*Prompt a*:
Reproduce the portion of the Peter Rhodes column that begins at the words "SOME months ago" and ends after the words "chavvy benefits cheat.".

*Selected passage*:

+++

Best of Peter Rhodes - May 23
The best of this week's Peter Rhodes column from the Express & Star.
The best of this week's Peter Rhodes column from the Express & Star.
SOME months ago it was whispered along Fleet Street that some of the expenses-fiddling in the Commons would end in resignations, police prosecutions and by-elections. At the time it all seemed a bit unlikely. Now, however, there is a very real possibility of a few Honourable Members trying to explain to a jury why their "forgetting" to declare payments is very different from your average chavvy benefits cheat.
ONE easy step toward cleaning up the system would be for MPs to submit their tax affairs to the same unsmiling and grimly efficient taxmen as the rest of us. At present they have their own tax inspectors, Messrs Blindeye and Whitewash. Okay, I admit we hacks are envious. Some years ago the system meanly ruled that newspapers bought by journalists as an essential tool of their trade cannot be offset against income tax. So every Sunday I pay for a fistful of weeklies out of my own pocket. Meanwhile, MPs get £400 a month tax-free to spend on food.

+++

*Prompt b*:
How many lines of the listing below contain the string "white"? Give only the number.

Coordinate annotation records:
+++

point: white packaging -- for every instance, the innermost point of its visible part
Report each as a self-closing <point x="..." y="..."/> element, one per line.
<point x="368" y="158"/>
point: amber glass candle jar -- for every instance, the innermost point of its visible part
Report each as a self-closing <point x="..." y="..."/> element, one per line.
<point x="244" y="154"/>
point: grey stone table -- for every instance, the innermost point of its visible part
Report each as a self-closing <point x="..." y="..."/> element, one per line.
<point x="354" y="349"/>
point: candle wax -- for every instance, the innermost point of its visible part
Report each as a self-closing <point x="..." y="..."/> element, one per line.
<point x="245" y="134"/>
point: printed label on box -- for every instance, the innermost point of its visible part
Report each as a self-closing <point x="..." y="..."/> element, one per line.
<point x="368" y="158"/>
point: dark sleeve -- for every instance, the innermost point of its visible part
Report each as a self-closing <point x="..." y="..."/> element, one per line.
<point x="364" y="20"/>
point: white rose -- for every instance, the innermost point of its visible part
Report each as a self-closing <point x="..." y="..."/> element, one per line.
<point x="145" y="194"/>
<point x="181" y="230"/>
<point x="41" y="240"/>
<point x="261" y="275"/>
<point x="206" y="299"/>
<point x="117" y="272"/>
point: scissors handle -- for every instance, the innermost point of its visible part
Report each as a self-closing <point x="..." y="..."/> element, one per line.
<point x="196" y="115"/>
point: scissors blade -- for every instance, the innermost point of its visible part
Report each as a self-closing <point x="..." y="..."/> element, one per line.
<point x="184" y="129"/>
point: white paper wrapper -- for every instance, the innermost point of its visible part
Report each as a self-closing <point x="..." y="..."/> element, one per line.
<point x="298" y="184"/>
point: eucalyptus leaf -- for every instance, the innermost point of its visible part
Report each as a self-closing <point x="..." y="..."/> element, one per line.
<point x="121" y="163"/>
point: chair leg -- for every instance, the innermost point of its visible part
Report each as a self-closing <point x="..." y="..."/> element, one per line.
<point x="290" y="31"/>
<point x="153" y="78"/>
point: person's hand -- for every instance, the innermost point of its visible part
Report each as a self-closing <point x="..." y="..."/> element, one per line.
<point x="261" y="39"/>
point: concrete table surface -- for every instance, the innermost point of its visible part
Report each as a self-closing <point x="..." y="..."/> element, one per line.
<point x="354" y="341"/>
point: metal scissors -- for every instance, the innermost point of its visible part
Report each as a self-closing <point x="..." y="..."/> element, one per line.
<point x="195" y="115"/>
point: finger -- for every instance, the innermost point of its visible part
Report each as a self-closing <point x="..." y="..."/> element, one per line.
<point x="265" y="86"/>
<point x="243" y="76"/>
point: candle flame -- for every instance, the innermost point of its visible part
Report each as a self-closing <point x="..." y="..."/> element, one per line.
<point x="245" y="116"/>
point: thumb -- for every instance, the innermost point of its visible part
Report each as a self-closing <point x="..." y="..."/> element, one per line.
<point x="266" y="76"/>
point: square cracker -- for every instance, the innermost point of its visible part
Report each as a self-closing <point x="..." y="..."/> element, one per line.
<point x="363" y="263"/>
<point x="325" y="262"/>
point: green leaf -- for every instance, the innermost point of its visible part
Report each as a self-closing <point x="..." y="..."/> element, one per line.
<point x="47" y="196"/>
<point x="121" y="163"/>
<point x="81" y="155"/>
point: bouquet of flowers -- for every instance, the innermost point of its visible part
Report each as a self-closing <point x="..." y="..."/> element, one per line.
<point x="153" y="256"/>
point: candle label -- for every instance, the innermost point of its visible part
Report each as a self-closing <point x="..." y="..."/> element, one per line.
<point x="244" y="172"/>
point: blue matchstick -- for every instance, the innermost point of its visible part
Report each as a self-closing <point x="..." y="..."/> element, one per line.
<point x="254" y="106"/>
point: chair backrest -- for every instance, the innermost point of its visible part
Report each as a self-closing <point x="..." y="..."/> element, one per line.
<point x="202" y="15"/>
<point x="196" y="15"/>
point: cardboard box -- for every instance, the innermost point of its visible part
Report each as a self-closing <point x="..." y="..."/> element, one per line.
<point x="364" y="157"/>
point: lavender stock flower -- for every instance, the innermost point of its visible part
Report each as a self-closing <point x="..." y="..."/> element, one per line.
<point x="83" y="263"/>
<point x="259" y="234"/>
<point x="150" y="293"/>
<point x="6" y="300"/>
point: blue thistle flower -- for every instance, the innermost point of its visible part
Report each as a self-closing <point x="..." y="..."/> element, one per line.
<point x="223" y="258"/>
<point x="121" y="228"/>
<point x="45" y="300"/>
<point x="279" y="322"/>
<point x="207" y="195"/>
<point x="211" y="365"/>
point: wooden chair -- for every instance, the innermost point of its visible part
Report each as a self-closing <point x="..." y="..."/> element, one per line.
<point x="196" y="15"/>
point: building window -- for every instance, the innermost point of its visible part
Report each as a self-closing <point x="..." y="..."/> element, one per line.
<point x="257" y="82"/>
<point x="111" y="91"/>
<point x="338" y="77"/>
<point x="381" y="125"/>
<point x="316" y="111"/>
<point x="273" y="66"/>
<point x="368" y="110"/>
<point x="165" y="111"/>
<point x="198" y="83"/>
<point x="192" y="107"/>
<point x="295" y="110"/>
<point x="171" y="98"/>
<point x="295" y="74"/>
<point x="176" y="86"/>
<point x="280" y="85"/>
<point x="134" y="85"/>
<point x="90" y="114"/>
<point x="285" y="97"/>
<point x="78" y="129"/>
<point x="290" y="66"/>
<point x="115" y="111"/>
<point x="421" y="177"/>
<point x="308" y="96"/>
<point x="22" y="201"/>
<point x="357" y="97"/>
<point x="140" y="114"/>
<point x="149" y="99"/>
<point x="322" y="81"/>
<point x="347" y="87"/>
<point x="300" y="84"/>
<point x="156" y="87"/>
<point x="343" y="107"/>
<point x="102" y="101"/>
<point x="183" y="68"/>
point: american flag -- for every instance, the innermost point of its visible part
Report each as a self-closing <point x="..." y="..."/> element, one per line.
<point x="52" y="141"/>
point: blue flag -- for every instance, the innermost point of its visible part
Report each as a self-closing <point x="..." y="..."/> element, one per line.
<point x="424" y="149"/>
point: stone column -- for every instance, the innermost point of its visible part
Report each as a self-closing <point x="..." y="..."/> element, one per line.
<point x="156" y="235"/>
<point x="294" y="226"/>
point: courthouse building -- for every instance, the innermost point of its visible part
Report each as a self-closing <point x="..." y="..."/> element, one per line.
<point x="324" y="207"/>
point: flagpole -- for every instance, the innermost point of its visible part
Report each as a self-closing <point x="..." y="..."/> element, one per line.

+++

*Full solution a*:
SOME months ago it was whispered along Fleet Street that some of the expenses-fiddling in the Commons would end in resignations, police prosecutions and by-elections. At the time it all seemed a bit unlikely. Now, however, there is a very real possibility of a few Honourable Members trying to explain to a jury why their "forgetting" to declare payments is very different from your average chavvy benefits cheat.

*Full solution b*:
3